_Excerpt from a data file_
□ □ □ □ □

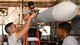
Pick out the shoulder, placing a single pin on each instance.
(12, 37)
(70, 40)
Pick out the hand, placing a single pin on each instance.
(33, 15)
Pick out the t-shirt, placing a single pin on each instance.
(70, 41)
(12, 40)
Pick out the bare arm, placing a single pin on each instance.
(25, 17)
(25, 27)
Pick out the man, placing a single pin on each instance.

□ □ □ □ □

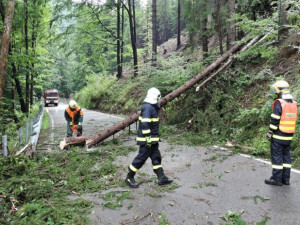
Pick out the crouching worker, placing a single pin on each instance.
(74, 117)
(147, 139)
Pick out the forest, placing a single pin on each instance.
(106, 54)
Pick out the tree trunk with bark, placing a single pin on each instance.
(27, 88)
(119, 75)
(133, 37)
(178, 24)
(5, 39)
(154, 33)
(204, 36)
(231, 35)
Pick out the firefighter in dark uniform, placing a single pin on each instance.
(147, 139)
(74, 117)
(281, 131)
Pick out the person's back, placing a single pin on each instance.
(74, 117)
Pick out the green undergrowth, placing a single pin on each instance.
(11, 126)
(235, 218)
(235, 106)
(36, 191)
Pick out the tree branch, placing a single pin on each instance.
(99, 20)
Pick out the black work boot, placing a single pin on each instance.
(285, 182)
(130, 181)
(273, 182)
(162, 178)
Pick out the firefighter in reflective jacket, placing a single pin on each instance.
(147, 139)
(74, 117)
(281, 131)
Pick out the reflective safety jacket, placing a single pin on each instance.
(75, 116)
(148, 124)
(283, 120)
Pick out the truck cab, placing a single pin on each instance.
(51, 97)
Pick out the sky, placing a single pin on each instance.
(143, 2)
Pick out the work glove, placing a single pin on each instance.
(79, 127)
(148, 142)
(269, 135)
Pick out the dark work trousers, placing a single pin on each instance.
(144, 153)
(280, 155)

□ □ □ □ □

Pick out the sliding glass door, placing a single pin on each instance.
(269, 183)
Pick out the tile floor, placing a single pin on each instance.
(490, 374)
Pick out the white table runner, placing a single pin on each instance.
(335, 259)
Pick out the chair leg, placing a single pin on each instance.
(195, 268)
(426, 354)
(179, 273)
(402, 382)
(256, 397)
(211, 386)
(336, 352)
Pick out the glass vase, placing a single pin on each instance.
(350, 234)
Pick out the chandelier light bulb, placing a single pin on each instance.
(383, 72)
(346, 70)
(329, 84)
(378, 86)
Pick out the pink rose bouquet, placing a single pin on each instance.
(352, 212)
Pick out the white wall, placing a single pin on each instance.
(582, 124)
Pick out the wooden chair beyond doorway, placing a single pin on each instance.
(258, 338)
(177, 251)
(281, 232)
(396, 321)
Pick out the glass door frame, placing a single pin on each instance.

□ □ □ □ □

_Description of the task_
Can you convert the lines into a numbered list, starting with the line that contains "Pick out the pink" and going on through the line that contains "Pick out the glass door", both included, with blank lines left out?

_Problem solution_
1. Pick out the pink rose bouquet, placing a single pin on each instance.
2. (352, 212)
3. Pick out the white wall, placing a single pin on each instance.
4. (582, 124)
5. Pick out the wooden chair beyond doorway, placing a single pin on each instance.
6. (258, 338)
7. (177, 251)
8. (281, 232)
9. (396, 321)
10. Pick out the glass door frame, placing a single pin on each instance.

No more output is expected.